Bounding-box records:
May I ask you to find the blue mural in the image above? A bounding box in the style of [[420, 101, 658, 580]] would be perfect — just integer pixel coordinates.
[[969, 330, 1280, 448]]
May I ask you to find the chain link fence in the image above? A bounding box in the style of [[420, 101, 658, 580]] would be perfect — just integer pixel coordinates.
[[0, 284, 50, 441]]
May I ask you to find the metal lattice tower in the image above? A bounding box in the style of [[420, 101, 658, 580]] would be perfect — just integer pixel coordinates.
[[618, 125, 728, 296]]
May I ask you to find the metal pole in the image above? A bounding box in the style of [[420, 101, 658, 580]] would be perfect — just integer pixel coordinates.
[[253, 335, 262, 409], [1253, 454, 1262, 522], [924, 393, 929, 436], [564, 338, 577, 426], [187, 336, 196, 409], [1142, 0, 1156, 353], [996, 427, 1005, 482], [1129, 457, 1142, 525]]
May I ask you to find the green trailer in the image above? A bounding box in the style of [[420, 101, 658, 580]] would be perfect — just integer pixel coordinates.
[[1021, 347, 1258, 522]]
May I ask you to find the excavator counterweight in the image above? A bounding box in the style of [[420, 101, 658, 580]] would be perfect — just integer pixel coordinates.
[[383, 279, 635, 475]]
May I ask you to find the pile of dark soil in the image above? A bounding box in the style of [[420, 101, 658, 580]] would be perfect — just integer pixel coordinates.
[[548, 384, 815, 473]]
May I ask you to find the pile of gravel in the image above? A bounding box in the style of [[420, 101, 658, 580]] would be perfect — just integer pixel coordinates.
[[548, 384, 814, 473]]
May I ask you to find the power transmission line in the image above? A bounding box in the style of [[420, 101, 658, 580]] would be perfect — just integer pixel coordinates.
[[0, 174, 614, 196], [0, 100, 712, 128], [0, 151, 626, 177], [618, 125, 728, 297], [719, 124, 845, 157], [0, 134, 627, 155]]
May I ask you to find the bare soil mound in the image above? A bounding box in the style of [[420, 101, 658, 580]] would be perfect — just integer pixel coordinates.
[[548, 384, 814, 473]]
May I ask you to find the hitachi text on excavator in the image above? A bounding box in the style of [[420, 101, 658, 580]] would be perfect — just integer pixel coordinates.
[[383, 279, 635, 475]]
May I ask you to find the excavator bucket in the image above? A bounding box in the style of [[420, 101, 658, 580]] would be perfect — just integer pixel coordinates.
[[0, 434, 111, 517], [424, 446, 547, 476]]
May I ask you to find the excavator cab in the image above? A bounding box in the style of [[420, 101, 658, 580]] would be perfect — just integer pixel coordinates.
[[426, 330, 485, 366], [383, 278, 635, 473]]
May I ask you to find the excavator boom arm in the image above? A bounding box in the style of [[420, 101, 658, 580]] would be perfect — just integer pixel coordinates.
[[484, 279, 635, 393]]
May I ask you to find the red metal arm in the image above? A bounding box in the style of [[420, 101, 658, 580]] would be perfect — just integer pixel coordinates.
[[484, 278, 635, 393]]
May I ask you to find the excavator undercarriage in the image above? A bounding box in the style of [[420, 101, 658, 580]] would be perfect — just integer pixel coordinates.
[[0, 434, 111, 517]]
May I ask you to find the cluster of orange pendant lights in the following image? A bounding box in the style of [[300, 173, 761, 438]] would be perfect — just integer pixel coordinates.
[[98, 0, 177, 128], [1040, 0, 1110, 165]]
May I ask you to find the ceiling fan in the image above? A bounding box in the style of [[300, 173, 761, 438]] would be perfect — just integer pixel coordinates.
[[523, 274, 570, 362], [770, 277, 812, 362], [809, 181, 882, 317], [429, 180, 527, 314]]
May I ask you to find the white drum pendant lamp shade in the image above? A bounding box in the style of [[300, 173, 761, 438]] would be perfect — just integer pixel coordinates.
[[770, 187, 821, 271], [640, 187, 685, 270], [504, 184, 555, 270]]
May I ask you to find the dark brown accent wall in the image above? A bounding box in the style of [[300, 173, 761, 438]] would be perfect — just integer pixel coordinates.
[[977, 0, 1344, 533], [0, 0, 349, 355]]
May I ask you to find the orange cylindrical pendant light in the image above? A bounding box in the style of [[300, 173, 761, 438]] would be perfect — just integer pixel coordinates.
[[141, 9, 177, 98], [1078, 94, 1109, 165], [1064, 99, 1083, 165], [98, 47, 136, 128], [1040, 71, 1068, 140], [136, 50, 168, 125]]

What you will do - Please copy these lines again, substituting "whole-number pixel coordinates" for "integer pixel coordinates" in every line and changing nothing else.

Expected answer -
May I ask you to find the blue mural in the image above? A bounding box in the style of [[420, 101, 658, 580]] would be perfect — just whole-number pixel coordinates.
[[969, 330, 1280, 448]]
May I ask you to find the chain link fence in the image above? A bounding box in the style of [[420, 101, 658, 580]] would be perfect — just whole-number pixel coordinates.
[[0, 284, 50, 441]]
May I ask you to find the metal lattice tower in the image above? A bounding box in the style of [[420, 101, 658, 580]] would be perfect — just whole-number pixel coordinates.
[[618, 125, 728, 296]]
May I ask you to find the metal pole in the image above? A bounding box in the style of [[420, 101, 658, 580]] would be perfect — just whole-number pixel coordinates.
[[253, 335, 262, 409], [1253, 454, 1262, 522], [924, 393, 929, 436], [564, 338, 577, 426], [187, 336, 196, 409], [1142, 0, 1156, 353], [996, 427, 1005, 482], [1129, 457, 1142, 525]]
May I ask you to find the green trailer in the image above? A bounding box in the style of [[420, 101, 658, 580]] would be perfect — just whole-number pixel coordinates.
[[1021, 347, 1258, 522]]
May I ask you to find the excavator counterweight in the image above? A bounding box in the style of [[420, 101, 658, 580]] would be perfect — just whole-number pixel coordinates.
[[383, 279, 635, 475]]
May I ask you to find the pile of dark soil in the image above? A bounding box in the style of [[420, 101, 658, 580]] would be perfect — just whole-number pixel coordinates.
[[548, 384, 815, 473]]
May I ask you to find the pile of gravel in the image above? A bounding box in the style of [[420, 101, 658, 580]] would be perfect — just whole-number pixel coordinates.
[[548, 384, 814, 473]]
May I ask you to find the power transmission line in the image above? A bounding box in the style of [[420, 101, 658, 580]] would be perfect — just whole-number pixel coordinates.
[[0, 174, 614, 196], [0, 100, 712, 128], [0, 151, 626, 177], [618, 125, 728, 297], [719, 124, 845, 157], [0, 134, 627, 155]]
May I ask you to find the bare soil mound in the image above? A bounding box in the style of [[420, 101, 658, 580]] would be perfect — just whole-number pixel coordinates.
[[548, 384, 814, 473]]
May I ask you to find the hitachi text on excavator in the image above? A bounding box in the style of [[420, 101, 658, 580]] would be perfect — just whole-number pixel coordinates.
[[383, 279, 635, 475]]
May I ask you to find the excavator bucket in the image above? A bounding box in the style of [[420, 101, 658, 580]] would be perfect — just whole-number pixel coordinates.
[[0, 434, 111, 517], [424, 446, 547, 476]]
May I ask you to find the excavator cab in the image above? A bounding box in the style of [[420, 101, 658, 580]] would be perfect — just whole-number pixel coordinates.
[[426, 330, 485, 366], [383, 278, 635, 473]]
May I ask you to find the excavator boom arm in the image above? A bounding box in the style of [[420, 101, 658, 580]] would be perfect — just whole-number pixel coordinates.
[[484, 279, 635, 393]]
May I ask you to find the red metal arm in the image above? A bounding box in the style of [[420, 101, 658, 580]] would be perfect — just whole-number pixel coordinates.
[[484, 278, 635, 393]]
May I ask you to find the excavator undercarriage in the image above? A bounding box in the style of [[420, 101, 658, 580]] would be perfect — just whole-number pixel coordinates.
[[0, 434, 111, 517]]
May I ask you to find the cluster of orange pendant lights in the following image? A bounding box in the style of [[300, 173, 761, 438]] would be perfect — just whole-number pixel coordinates.
[[98, 0, 177, 128], [1040, 0, 1110, 165]]
May I ask you to find the ceiling fan in the image above? A bounding box in the style of [[300, 173, 761, 438]] would be perfect — just whole-number pixel coordinates.
[[523, 274, 570, 362], [770, 277, 812, 362], [809, 181, 882, 317], [429, 180, 527, 314]]
May I ask you to find the white drum pendant lamp shade in the image above? A bounding box in the style of [[300, 173, 761, 438]] would be perfect — just whole-number pixel coordinates.
[[770, 187, 821, 271], [640, 187, 685, 270], [504, 184, 555, 270]]
May I ask you to find the dark brown accent wall in the image above? A bounding box in the style of [[300, 173, 761, 438]] would be perfect — just whole-number pixel coordinates.
[[977, 0, 1344, 533], [0, 0, 349, 355]]
May I ask you to find the orange cylindrical pendant light in the image above? A bounding box in the style of [[300, 173, 761, 438]] would be perfect — just whole-number pixel coordinates.
[[141, 9, 177, 98], [1078, 94, 1109, 165], [1064, 99, 1083, 165], [98, 47, 136, 128], [1040, 71, 1068, 140], [136, 50, 168, 125]]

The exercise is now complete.